» Instructions to follow: With the line containing "Task: locate the paved path." as the start and the line containing "Task: locate the water" as the end, transcribe that span of the entries below exactly, including both.

*** Data section Section Begins ***

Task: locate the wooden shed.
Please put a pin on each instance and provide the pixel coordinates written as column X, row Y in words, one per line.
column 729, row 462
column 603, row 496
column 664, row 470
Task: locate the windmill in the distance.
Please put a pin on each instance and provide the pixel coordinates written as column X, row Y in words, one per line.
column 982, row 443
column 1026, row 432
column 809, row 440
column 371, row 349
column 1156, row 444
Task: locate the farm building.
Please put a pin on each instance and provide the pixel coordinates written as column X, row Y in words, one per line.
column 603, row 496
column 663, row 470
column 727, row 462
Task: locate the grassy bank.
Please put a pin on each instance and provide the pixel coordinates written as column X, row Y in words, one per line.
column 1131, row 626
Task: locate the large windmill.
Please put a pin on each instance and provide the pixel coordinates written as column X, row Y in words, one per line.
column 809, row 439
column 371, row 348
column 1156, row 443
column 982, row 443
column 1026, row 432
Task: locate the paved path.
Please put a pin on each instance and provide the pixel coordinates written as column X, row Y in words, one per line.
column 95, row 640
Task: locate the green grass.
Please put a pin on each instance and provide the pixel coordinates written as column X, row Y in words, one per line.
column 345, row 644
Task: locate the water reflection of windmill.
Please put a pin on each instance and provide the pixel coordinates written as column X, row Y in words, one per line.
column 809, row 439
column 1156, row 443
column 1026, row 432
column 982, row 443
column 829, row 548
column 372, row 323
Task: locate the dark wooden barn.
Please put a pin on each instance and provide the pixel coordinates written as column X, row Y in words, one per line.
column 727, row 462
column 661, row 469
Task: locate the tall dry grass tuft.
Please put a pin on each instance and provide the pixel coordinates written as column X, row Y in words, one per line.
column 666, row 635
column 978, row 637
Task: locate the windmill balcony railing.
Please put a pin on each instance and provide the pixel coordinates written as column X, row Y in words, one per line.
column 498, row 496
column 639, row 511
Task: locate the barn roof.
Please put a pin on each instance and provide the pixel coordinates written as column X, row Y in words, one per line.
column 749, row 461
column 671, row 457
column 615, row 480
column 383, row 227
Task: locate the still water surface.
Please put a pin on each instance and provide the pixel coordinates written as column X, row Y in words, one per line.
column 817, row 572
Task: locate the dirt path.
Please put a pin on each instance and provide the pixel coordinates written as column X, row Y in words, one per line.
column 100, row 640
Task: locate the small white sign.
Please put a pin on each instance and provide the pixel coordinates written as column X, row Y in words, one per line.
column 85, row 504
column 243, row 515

*** Data section Section Ends ***

» Written solution:
Task: locate the paved path.
Please put a pin on each instance and provide the pixel coordinates written as column X, row Y in words, one per line.
column 95, row 640
Task: locate the green grass.
Please put a pin on each instance and provide the pixel coordinates written as column X, row Y in words, one per line.
column 345, row 644
Task: locate the water reflection of windmill.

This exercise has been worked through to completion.